HOW TO COMPLETE THIS TASK - Go through the data line by line and count the lines that hold "instance". Reply with the total only.

Stored data entries -
§ §

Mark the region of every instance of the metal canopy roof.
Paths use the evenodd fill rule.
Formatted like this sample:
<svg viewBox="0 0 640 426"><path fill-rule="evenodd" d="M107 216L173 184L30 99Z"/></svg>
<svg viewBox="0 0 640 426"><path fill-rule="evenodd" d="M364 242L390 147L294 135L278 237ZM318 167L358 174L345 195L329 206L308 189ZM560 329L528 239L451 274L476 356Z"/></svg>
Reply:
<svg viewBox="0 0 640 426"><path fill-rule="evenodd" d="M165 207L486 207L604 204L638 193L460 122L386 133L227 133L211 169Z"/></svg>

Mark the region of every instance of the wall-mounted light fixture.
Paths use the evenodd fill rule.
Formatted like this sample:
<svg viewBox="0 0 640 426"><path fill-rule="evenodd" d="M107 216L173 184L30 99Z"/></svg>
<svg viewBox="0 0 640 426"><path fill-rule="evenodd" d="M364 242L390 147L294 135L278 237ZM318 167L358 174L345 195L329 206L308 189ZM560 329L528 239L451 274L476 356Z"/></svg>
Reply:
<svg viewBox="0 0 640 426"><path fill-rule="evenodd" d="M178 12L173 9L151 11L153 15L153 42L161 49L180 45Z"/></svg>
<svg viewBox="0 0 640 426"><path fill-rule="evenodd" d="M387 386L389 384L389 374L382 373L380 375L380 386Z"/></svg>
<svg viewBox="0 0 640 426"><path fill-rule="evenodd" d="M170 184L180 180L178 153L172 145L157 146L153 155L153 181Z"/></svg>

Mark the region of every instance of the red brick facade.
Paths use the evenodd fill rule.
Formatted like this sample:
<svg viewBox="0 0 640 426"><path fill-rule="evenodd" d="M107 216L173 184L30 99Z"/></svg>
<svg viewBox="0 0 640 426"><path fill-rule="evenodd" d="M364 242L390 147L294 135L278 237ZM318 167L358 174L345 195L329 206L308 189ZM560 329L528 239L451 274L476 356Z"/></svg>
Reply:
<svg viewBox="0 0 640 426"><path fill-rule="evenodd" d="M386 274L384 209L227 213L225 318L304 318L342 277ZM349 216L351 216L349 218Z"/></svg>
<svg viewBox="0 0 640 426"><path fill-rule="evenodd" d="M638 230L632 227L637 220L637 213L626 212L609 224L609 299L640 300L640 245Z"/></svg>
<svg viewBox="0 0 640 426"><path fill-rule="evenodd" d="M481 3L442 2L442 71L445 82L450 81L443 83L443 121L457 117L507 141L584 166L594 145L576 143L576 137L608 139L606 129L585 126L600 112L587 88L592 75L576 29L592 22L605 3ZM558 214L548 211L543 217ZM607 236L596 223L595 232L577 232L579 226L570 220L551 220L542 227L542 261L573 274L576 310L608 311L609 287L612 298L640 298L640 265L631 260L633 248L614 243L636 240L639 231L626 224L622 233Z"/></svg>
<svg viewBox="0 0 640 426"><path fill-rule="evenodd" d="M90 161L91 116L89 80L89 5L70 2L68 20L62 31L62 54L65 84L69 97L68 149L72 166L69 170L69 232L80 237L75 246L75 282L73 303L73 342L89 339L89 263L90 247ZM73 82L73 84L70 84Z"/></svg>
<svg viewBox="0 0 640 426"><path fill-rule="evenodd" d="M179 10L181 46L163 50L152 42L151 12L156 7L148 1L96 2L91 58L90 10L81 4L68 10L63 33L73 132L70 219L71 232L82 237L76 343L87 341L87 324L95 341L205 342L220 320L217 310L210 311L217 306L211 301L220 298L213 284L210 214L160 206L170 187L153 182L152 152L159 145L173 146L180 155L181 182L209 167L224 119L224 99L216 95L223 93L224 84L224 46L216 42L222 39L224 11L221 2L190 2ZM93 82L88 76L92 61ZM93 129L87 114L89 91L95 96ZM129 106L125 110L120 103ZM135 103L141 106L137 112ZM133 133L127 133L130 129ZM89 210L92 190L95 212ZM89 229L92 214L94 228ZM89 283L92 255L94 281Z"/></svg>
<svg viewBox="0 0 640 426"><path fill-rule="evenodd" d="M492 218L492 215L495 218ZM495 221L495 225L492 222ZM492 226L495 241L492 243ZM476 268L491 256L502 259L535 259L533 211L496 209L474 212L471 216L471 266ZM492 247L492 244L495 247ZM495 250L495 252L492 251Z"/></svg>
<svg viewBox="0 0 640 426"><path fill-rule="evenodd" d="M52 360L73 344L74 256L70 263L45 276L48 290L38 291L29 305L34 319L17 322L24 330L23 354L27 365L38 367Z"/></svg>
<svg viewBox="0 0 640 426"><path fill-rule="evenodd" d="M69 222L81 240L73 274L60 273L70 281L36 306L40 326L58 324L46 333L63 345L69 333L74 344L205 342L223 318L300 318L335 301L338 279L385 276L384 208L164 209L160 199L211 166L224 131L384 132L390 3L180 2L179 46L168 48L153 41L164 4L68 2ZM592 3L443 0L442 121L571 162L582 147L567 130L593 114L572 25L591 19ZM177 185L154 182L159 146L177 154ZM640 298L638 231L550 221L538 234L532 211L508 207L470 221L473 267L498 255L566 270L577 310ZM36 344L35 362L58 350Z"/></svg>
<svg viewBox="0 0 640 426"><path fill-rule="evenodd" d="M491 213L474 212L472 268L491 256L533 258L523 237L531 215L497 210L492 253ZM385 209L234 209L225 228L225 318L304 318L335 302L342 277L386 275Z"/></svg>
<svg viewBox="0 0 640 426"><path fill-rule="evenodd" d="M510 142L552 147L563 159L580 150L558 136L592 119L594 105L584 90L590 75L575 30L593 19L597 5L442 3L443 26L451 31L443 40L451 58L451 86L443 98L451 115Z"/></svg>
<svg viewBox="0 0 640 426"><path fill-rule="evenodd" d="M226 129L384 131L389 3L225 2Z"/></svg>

§ §

RESULT FOR THIS TASK - 3